━━━━━ Document text
Update on Antranig's Nexus work

Goal for review:

  • Connect to Nexus with browser-based client
  • View tree of Nexus components

Longer-term, working towards an authoring environment.

Curent work:


State that needs to be established by configuration:

  • Peers constructed
    • Peer component path
    • Peer grade name(s)
  • Model relay rules relating peers
    • Component paths of source/target peers
    • Model paths of source/target peers
    • Relay rules
  • WebSocket bindings between peers and external devices

Current process to establish above state:

The aim of the discovery work is to simplify or remove the work needed to establish a working configuration:

Use cases

  • A MIDI keyboard is plugged into a computer running a synthesizer
    • A UI is displayed offering options on how it should be configured
  • Someone brings a personal tablet into proximity with a kiosk -- the kiosk may be operated from the tablet [this was oringially an idea from Cloud4All and we would need to check with Gregg and Matthias to check and see if it would be suitable for a P4A demo]
  • => HELP <=

If we stick with music, could we integrate Tony's music work?

  • Music notation visualization
  • Highlights as you play the melody (maybe does not move on to the next note if you don't hit the right one)

Single switch sequencer

Mobile smart single switch that pairs with GPII enabled device.
━━━━━━━━━━
━━━━━ Entries supplied
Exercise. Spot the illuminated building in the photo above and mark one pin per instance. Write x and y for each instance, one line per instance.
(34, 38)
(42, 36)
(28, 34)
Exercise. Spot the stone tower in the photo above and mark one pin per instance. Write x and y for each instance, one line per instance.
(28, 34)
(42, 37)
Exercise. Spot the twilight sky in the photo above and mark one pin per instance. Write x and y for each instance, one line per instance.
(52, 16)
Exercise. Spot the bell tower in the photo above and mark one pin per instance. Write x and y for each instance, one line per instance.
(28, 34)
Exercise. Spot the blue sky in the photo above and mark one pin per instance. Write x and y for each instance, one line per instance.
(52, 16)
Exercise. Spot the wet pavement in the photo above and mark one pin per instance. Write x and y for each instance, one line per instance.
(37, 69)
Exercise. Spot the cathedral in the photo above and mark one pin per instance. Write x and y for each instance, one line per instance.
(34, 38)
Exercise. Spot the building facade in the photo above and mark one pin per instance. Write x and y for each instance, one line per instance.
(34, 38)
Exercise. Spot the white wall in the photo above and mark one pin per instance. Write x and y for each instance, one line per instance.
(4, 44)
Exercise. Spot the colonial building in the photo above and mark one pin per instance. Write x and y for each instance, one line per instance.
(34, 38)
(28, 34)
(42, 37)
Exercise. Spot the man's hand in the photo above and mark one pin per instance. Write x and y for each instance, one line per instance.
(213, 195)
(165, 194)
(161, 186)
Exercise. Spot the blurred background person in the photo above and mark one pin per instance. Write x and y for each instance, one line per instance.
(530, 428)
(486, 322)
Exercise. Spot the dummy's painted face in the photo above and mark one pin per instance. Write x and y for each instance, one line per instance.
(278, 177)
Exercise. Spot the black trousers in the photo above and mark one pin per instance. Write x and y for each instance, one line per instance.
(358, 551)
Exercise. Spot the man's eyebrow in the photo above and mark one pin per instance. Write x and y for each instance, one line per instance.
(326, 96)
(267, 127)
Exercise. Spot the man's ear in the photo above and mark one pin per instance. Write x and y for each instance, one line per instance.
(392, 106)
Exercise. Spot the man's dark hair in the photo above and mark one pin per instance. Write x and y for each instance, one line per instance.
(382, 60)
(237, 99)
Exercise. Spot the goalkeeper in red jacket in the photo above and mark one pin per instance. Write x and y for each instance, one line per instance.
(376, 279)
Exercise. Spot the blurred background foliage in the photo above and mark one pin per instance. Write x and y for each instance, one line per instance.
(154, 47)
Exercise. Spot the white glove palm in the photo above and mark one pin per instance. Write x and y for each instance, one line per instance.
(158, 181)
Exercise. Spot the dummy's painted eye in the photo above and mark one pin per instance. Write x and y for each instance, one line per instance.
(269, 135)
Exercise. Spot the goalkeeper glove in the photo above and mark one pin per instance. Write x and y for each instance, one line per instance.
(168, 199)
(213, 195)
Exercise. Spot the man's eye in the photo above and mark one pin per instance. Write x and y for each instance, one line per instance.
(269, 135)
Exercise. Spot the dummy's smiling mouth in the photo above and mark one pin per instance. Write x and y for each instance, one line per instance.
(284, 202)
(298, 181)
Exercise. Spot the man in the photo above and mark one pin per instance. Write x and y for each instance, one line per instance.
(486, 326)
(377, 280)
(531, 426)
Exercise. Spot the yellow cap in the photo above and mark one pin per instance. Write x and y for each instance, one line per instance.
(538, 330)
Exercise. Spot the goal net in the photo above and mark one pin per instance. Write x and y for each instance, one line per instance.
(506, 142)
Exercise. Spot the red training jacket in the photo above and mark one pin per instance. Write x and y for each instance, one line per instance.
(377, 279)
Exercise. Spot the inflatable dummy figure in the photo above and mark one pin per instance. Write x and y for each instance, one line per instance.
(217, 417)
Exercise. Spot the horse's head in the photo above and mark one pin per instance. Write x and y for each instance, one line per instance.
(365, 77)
━━━━━━━━━━
> _What this exercise asks_
[1] Render the entries as a Markdown table with the columns Row and Line, starting at the line that contains "Exercise. Spot the yellow" and ending at the final line of the entries, and omit blank lines.
[2] Carry the Nexus work update forward from the point where it stops.

> _Results for the exercise_
[1]
| Row | Line |
|---|---|
| 1 | Exercise. Spot the yellow cap in the photo above and mark one pin per instance. Write x and y for each instance, one line per instance. |
| 2 | (538, 330) |
| 3 | Exercise. Spot the goal net in the photo above and mark one pin per instance. Write x and y for each instance, one line per instance. |
| 4 | (506, 142) |
| 5 | Exercise. Spot the red training jacket in the photo above and mark one pin per instance. Write x and y for each instance, one line per instance. |
| 6 | (377, 279) |
| 7 | Exercise. Spot the inflatable dummy figure in the photo above and mark one pin per instance. Write x and y for each instance, one line per instance. |
| 8 | (217, 417) |
| 9 | Exercise. Spot the horse's head in the photo above and mark one pin per instance. Write x and y for each instance, one line per instance. |
| 10 | (365, 77) |

[2]
We need to distinguish Nexus from AsTeRICS:

  • Discovery and auto-configuration

Demo idea: show Antranig's visualizer during discovery: see configuration being automatically added


  • --> The "co-occurence engine" will construct the peers. Relay could be either internal or external to the peer definition itself, since this will be a detail that can be configured in the "co-occurrence recipe specification"
  • --> "co-occurrence rules" will have a semantic/structural form a little as if they were kinds of RegExps targetted against the entire tree (thankfully we will express them as JSON to avoid the horrour that is PARSING)
  • ----> A kind of "prior art" in a kind of distant cognitive sense is the *SMIRKS REACTION TRANSFORM LANGUAGE* : P - in that this is a dialect expressing the possibility for co-occurrence of CERTAIN THINGS in which the result is the instantiation of OTHER THINGS
  • ----> Our situation isn't quite as complex as SMIRKS since we don't propose the destruction of the reactants (we will consider these immutable as most things morally are in Infusion), but nonetheless we will need some kind of cognate of "capturing groups" that will allow specific elements in the reaction products to bind onto particular elements in the reactants
  • How to know what types of things are connected?
    • Grade of peer?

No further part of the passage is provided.